** START OF Records for processing **

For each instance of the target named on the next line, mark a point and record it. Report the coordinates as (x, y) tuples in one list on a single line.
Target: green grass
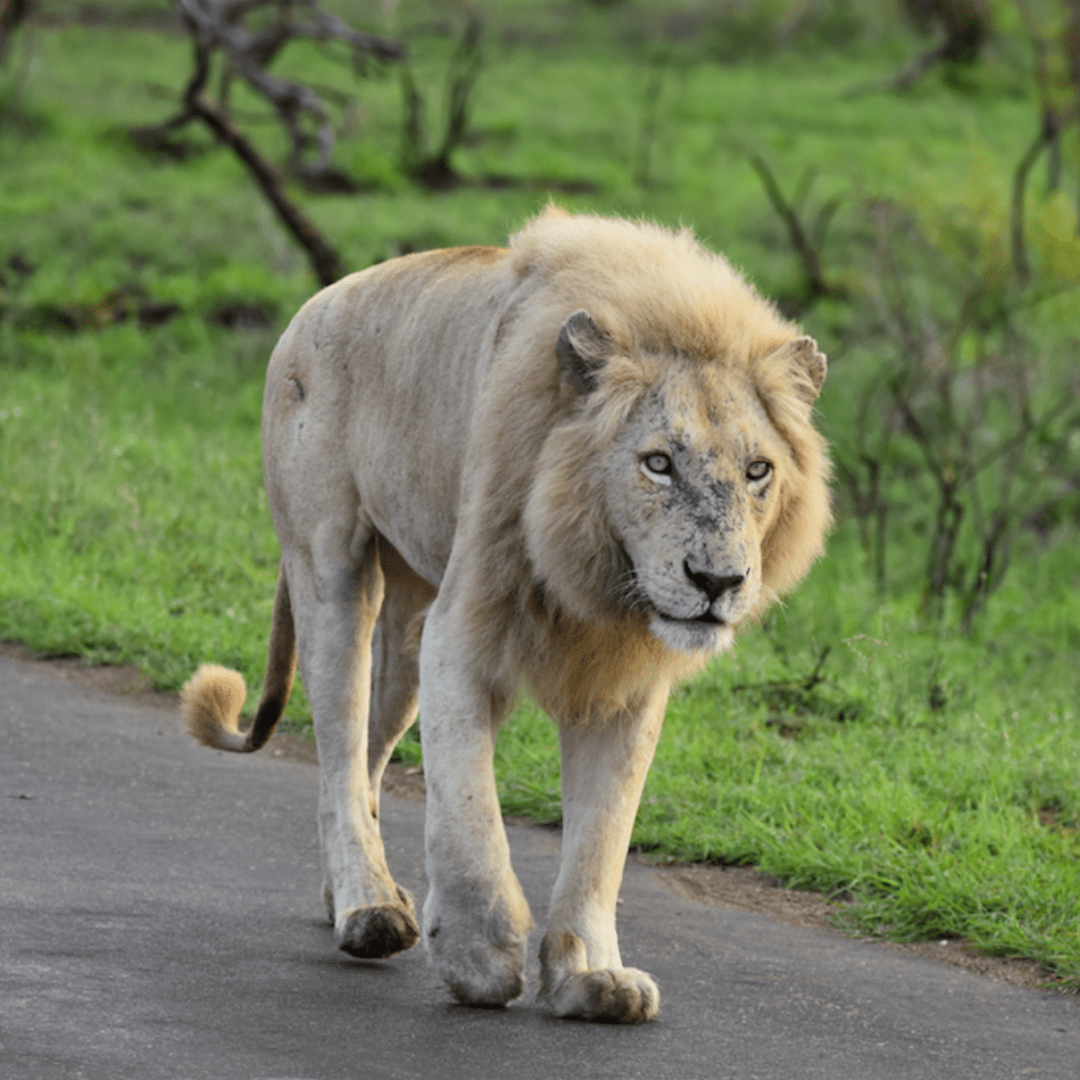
[(849, 743)]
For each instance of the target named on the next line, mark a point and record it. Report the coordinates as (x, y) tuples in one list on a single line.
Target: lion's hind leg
[(604, 768), (395, 653), (338, 590), (475, 917)]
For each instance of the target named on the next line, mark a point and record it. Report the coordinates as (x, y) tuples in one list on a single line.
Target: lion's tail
[(212, 699)]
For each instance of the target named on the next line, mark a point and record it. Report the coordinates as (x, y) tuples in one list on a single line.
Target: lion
[(580, 463)]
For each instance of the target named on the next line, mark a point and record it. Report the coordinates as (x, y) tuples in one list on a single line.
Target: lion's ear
[(582, 349), (807, 365)]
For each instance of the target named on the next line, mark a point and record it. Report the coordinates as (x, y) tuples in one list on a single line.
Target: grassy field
[(860, 740)]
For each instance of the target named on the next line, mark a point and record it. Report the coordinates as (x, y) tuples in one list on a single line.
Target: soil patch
[(736, 888)]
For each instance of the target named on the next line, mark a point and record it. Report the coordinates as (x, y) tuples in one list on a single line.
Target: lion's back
[(374, 386)]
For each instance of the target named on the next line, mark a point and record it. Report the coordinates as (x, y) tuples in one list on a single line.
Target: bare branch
[(817, 285)]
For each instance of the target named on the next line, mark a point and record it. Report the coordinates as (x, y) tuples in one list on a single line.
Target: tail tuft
[(211, 702)]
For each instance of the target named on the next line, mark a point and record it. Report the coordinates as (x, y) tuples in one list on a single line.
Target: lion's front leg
[(604, 768), (475, 918)]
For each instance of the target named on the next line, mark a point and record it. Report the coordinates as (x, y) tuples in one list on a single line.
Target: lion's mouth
[(706, 619)]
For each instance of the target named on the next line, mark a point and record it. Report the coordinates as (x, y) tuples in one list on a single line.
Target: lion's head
[(685, 485)]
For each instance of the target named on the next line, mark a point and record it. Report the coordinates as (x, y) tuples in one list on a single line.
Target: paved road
[(160, 916)]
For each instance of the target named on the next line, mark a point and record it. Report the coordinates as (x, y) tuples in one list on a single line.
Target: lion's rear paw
[(615, 995), (375, 932)]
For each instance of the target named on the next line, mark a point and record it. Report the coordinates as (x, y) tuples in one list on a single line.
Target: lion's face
[(682, 491), (691, 487)]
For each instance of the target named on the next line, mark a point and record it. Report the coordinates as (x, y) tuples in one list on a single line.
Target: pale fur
[(463, 436)]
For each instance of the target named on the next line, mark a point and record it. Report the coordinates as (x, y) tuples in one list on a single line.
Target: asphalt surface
[(160, 916)]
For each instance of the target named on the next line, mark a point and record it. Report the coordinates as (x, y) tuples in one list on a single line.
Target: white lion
[(582, 461)]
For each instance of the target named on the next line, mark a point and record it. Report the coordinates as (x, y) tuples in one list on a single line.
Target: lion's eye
[(658, 467)]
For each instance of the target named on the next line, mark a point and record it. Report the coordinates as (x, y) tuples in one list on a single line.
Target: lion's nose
[(712, 584)]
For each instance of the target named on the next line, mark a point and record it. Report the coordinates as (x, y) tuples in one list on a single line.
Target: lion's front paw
[(375, 932), (615, 995), (481, 964)]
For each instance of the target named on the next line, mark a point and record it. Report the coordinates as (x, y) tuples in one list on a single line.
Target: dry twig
[(216, 26)]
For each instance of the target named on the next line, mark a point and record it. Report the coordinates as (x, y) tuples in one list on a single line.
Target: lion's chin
[(691, 635)]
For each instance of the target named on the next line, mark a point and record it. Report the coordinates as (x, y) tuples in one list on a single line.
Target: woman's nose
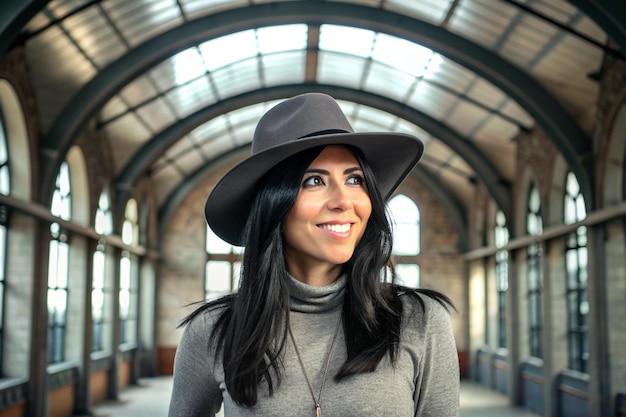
[(340, 199)]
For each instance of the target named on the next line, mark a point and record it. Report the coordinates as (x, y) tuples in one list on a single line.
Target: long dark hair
[(250, 332)]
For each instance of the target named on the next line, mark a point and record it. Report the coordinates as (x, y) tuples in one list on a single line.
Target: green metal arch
[(549, 114)]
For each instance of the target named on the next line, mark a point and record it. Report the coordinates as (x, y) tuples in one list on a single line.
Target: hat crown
[(302, 116)]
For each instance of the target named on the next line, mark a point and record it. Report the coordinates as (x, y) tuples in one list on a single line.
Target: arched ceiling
[(177, 85)]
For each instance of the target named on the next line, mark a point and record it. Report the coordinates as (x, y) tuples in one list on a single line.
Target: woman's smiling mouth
[(336, 228)]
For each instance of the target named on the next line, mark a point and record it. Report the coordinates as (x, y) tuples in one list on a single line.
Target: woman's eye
[(356, 180), (312, 181)]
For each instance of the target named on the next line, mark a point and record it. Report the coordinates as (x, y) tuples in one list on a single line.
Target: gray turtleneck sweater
[(424, 382)]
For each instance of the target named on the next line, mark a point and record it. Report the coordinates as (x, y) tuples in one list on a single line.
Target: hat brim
[(390, 155)]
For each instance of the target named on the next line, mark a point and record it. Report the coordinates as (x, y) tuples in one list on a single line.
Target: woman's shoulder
[(425, 307), (425, 299), (207, 315)]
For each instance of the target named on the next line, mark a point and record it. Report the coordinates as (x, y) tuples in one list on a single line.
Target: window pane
[(406, 231), (408, 275), (218, 277)]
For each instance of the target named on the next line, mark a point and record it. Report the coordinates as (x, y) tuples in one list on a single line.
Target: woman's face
[(328, 218)]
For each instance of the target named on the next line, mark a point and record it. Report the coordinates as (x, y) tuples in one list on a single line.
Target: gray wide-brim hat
[(296, 124)]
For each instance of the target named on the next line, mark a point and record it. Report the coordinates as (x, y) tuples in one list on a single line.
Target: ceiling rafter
[(548, 113), (140, 163)]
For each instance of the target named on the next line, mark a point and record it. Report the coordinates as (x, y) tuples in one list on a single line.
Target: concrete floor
[(150, 398)]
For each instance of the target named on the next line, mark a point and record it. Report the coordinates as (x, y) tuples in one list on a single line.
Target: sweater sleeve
[(195, 391), (438, 382)]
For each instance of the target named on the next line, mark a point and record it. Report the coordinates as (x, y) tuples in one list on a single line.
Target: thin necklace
[(317, 400)]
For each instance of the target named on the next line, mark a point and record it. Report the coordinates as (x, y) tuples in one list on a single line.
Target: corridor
[(151, 398)]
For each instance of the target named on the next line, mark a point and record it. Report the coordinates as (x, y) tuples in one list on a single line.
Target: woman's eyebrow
[(326, 172)]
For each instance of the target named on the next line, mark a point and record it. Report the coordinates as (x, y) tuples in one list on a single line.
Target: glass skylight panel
[(113, 108), (138, 91), (237, 78), (434, 10), (387, 81), (244, 133), (189, 161), (282, 38), (245, 115), (349, 40), (192, 96), (453, 76), (228, 49), (187, 65), (431, 100), (376, 117), (486, 93), (405, 55), (466, 117), (213, 128), (284, 68), (157, 114), (217, 146), (197, 8), (340, 69), (164, 74)]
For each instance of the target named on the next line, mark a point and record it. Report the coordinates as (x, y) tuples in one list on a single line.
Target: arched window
[(5, 188), (534, 274), (576, 267), (58, 267), (222, 267), (129, 289), (502, 274), (99, 292), (406, 239)]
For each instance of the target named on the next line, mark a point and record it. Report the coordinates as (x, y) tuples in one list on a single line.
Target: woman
[(315, 326)]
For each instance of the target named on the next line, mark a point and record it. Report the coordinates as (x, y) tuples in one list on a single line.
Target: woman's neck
[(316, 275)]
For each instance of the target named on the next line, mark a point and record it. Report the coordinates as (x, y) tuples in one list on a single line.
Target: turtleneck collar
[(309, 299)]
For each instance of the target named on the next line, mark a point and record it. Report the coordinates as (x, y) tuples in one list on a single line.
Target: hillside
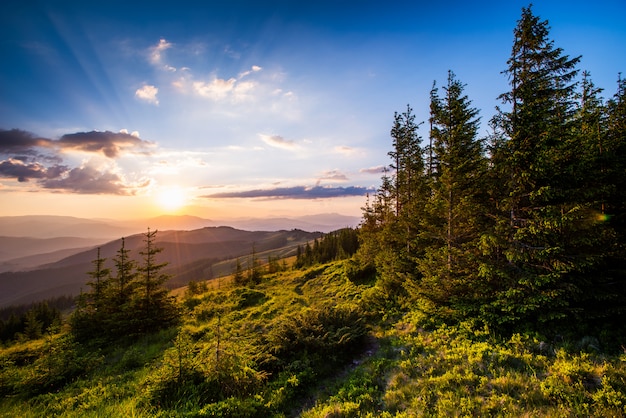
[(43, 226), (190, 255), (310, 343)]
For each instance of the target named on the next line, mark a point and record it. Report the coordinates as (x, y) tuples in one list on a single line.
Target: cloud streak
[(110, 144), (296, 192)]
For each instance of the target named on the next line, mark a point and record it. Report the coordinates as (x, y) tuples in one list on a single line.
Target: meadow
[(313, 343)]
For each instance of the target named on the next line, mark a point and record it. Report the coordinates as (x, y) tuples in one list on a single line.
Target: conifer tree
[(156, 308), (541, 226), (453, 220)]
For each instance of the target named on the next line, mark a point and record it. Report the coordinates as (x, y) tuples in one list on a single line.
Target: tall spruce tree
[(156, 309), (544, 228), (454, 213)]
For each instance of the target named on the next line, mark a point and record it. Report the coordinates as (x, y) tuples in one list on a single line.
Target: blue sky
[(245, 108)]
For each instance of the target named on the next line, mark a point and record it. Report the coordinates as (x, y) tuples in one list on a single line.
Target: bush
[(328, 336)]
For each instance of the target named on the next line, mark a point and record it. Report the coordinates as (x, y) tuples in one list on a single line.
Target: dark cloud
[(373, 170), (88, 180), (22, 171), (297, 192), (108, 143), (31, 157), (16, 141)]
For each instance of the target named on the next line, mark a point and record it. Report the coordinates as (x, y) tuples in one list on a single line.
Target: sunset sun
[(171, 199)]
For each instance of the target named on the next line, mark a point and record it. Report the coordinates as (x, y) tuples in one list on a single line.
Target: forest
[(487, 278)]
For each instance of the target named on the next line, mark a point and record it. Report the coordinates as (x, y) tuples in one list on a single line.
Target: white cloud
[(215, 89), (156, 51), (278, 141), (148, 93), (253, 69)]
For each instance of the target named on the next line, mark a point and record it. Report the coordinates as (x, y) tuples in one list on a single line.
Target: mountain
[(190, 254), (43, 226)]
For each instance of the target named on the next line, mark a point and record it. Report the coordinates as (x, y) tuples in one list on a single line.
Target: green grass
[(309, 343)]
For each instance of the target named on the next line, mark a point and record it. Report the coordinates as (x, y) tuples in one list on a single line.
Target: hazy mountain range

** END OF Records for processing **

Repeat word for word everything above, from the first line of the records down through the line containing "[(604, 768), (475, 918)]", with both of those lines included. Leave the picture out of your answer.

For each instance of the target named on the next line, mark a point and record it. Report the coordinates as (x, y) tuples in one list on a single line.
Target: green grass
[(849, 743)]
For each instance of the target named on the next line, mark a point and record it. Report the coordinates as (x, y) tuples in one list on a single line.
Target: lion's hind leg
[(604, 768), (395, 653), (338, 590), (475, 917)]
For each instance of the target named on the next line, mark a point and record it. Report the coordinates as (x, y) tuples in one list on a single line.
Target: lion's tail
[(212, 699)]
For each instance of the target named on the next line, mark a point and record it. Report the coordinates as (x, y) tuples in one list on a single line.
Target: lion
[(580, 463)]
For each instance of the target named on the next line, mark a point and record it. Report the coordinates as (x, y) tuples in one list on a single line.
Target: lion's ear
[(582, 349), (807, 365)]
For each instance of the target named on the next line, mark a point and record it. Report the coordinates as (x, y) tuples in one list on a single line.
Target: grassy field
[(860, 740)]
For each instance of the target named on the next line, mark a point and record it. Report the coordinates as (x, y) tuples in one list on a single line.
Target: soil patch
[(736, 888)]
For each instance of the target named on the next line, mark a point and record it. Report the coordinates as (x, y) tuples in one list on a single line.
Target: lion's back
[(374, 386)]
For each instance of the target named on the next line, mark a point and record it. Report the coordinates as (x, y) tuples in one list on a single line.
Target: bare branch
[(817, 285)]
For each instance of the target named on the next line, mark a point and record it. Report the coordinates as (x, y) tuples in one list on a single line.
Target: tail tuft
[(211, 702)]
For each instance of the target named on the next line, mark a point and record it. Report the coordinates as (x, y) tuples in one list on a single line.
Target: lion's front leg
[(604, 768), (475, 918)]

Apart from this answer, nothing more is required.